> RECORDS SHOWN
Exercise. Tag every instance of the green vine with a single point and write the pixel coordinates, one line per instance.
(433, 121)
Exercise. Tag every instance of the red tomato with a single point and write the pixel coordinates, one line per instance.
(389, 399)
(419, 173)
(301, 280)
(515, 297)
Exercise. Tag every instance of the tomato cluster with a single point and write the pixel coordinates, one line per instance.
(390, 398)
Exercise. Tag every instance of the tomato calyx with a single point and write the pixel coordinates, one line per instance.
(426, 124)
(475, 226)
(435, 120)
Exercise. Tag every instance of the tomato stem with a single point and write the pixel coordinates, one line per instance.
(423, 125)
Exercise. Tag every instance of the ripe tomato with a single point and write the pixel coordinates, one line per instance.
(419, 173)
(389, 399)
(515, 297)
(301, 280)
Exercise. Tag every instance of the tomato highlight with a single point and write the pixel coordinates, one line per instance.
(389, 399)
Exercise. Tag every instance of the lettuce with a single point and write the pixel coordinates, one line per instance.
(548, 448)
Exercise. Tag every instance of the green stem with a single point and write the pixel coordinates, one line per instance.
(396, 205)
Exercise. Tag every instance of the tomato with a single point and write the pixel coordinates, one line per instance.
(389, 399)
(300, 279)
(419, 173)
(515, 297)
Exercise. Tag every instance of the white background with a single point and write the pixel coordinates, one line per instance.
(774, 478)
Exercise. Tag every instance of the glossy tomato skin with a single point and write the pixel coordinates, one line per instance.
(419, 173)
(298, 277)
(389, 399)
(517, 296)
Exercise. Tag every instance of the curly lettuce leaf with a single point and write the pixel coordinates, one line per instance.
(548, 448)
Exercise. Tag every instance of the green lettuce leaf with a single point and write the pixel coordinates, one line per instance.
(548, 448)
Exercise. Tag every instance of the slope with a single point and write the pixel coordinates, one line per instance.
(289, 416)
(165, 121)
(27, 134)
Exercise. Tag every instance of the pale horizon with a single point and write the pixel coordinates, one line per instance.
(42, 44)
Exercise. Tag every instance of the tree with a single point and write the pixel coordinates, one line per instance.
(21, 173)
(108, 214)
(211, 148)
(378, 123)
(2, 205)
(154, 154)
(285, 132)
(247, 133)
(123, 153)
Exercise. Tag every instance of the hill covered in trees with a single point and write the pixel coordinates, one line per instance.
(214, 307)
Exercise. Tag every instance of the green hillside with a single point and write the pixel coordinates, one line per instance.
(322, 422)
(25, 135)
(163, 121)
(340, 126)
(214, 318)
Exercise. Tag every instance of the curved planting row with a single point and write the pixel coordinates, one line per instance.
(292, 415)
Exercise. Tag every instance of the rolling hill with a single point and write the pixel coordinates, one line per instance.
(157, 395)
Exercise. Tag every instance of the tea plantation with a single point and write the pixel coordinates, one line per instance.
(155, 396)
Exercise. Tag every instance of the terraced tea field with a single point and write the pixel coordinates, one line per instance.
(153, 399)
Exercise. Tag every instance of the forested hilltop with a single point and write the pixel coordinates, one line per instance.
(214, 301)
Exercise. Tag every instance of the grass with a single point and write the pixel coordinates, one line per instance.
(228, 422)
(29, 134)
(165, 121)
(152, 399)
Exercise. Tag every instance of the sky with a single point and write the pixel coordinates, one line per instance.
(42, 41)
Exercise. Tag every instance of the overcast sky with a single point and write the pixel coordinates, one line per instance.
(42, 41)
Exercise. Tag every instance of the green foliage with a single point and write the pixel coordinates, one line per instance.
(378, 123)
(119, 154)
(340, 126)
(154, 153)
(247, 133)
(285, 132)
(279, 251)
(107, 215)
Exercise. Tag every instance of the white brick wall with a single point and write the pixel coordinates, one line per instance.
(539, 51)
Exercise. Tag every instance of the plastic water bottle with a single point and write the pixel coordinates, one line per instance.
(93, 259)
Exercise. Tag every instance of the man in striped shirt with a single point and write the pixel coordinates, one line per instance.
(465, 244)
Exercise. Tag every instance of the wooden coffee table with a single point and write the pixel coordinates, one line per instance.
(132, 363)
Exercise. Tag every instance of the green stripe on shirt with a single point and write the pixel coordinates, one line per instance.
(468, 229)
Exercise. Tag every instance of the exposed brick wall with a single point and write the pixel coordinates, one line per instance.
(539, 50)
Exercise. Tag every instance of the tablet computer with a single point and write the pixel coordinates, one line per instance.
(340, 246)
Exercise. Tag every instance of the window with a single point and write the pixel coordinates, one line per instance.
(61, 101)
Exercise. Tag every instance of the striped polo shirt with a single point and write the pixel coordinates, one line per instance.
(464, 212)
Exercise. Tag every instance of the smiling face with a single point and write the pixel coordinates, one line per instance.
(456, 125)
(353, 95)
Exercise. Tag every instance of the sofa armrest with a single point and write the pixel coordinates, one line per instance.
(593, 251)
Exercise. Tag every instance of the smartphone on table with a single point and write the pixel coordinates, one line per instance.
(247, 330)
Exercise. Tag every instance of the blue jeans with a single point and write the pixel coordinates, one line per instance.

> THE EXERCISE
Extract every record and return it verbatim.

> COMPLETE ANSWER
Exercise. Tag every instance of the green vine with a single point and write the pixel coordinates, one line per instance.
(433, 121)
Exercise. Tag every instance of the red tomato with a single point and write the pixel coordinates, one line per instance.
(389, 399)
(419, 173)
(301, 280)
(515, 297)
Exercise. Tag every instance of the tomato cluster with a single point and write the pixel coordinates, one line per instance.
(390, 398)
Exercise. Tag every instance of the tomato calyx with a single point and write the pixel coordinates, one line per instance.
(426, 124)
(475, 226)
(435, 120)
Exercise. Tag every instance of the tomato stem with a single point and write the pixel coordinates, one line per instance.
(423, 125)
Exercise. Tag every instance of the ripe tomato with a single point and write the pixel coordinates, one line per instance.
(419, 173)
(389, 399)
(515, 297)
(301, 280)
Exercise. Tag every instance of the tomato highlight with a single point and write the pixel coordinates, one line per instance.
(389, 399)
Exercise. Tag every instance of the lettuce with a single point and write the pixel coordinates, one line per instance.
(548, 448)
Exercise. Tag every instance of the green stem with a single point and write the pixel coordinates, one line per instance.
(396, 205)
Exercise. Tag every instance of the tomato with a single point and write the pixel coordinates, one line per instance.
(389, 399)
(300, 279)
(419, 173)
(515, 297)
Exercise. Tag every instance of the white background with a single point and write the pixel coordinates, one line per instance.
(774, 478)
Exercise. Tag every instance of the glossy tomato skin with a single point and write the pixel coordinates, one line per instance.
(419, 173)
(298, 277)
(389, 399)
(517, 296)
Exercise. Tag every instance of the curly lettuce leaf with a single point and write the pixel coordinates, one line per instance.
(548, 448)
Exercise. Tag every instance of the green lettuce leaf with a single point and write the pixel coordinates, one line per instance.
(548, 448)
Exercise. Tag every instance of the slope with a single point and write the pixel coordinates, one line per instance.
(289, 416)
(165, 121)
(27, 134)
Exercise. Tag every instance of the pale horizon with a single point and write the pixel coordinates, one line per instance.
(42, 44)
Exercise. Tag every instance of the tree with a single point and write the pixel coordinates, one line per instance.
(21, 173)
(108, 214)
(211, 148)
(378, 123)
(2, 205)
(154, 154)
(285, 132)
(247, 133)
(123, 153)
Exercise. Tag every instance of the hill covered in trees with a single point and write the pixel coordinates, one line per instance.
(214, 307)
Exercise. Tag every instance of the green hillside with a single point and write the pixel coordinates, one line per instance.
(322, 422)
(25, 135)
(163, 121)
(340, 126)
(214, 318)
Exercise. Tag every instance of the curved planting row with a single point and write the pixel coordinates, one line per instance.
(292, 415)
Exercise. Tag every instance of the rolling hill with a single point and write the pixel coordinates, one line per instance.
(157, 395)
Exercise. Tag every instance of the tea plantation with a single point and write the pixel coordinates, one line per instance.
(155, 396)
Exercise. Tag every instance of the terraced tea field with a single point and write the pixel coordinates, one line per instance.
(153, 399)
Exercise. Tag every instance of the forested hilltop with a single point and write the pixel coordinates, one line per instance.
(214, 301)
Exercise. Tag every instance of the grass with a single point and write the pixel coordinates, one line per instance.
(228, 422)
(29, 134)
(165, 121)
(152, 399)
Exercise. Tag every instance of the sky with a single point and write the pixel coordinates, one line per instance.
(42, 41)
Exercise. Tag every instance of the overcast sky with a single point and write the pixel coordinates, one line per instance.
(42, 41)
Exercise. Tag every instance of the green foliage with a single point and write the pixel coordinates, one line per instance.
(378, 123)
(119, 154)
(340, 126)
(154, 153)
(247, 133)
(285, 132)
(279, 251)
(107, 215)
Exercise. Tag every instance of the white brick wall with a single point and write the pixel coordinates, one line per instance.
(539, 51)
Exercise. Tag every instance of the plastic water bottle with a single point and write the pixel coordinates, one line per instance.
(93, 259)
Exercise. Tag every instance of the man in striped shirt with a single point and write the pixel coordinates, one line per instance.
(465, 244)
Exercise. Tag every instance of the wooden coffee table with a single point and write the pixel coordinates, one line per instance.
(132, 363)
Exercise. Tag every instance of the green stripe on shirt with a single point and write the pixel coordinates, one line per instance.
(468, 229)
Exercise. Tag every instance of the exposed brick wall with a single point and write the pixel coordinates, one line per instance.
(539, 50)
Exercise. Tag every instance of the tablet computer with a single point and write the pixel coordinates, one line per instance.
(340, 246)
Exercise. Tag every instance of the window with a single point and write the pixel coordinates, one line per instance.
(61, 101)
Exercise. Tag every instance of the striped polo shirt with a single point and write the pixel coordinates, one line per instance.
(464, 212)
Exercise. Tag every instance of the smiling face with a single point and write the pixel coordinates, one line per instance.
(456, 125)
(353, 95)
Exercise. Tag every instance of the sofa armrest with a single point and write the pixel coordinates, one line per instance.
(593, 251)
Exercise. Tag every instance of the smartphone on table with a single point and write the pixel coordinates, one line per instance.
(247, 330)
Exercise. Tag every instance of the blue jeans with a single point and write the pixel coordinates, one line per instance.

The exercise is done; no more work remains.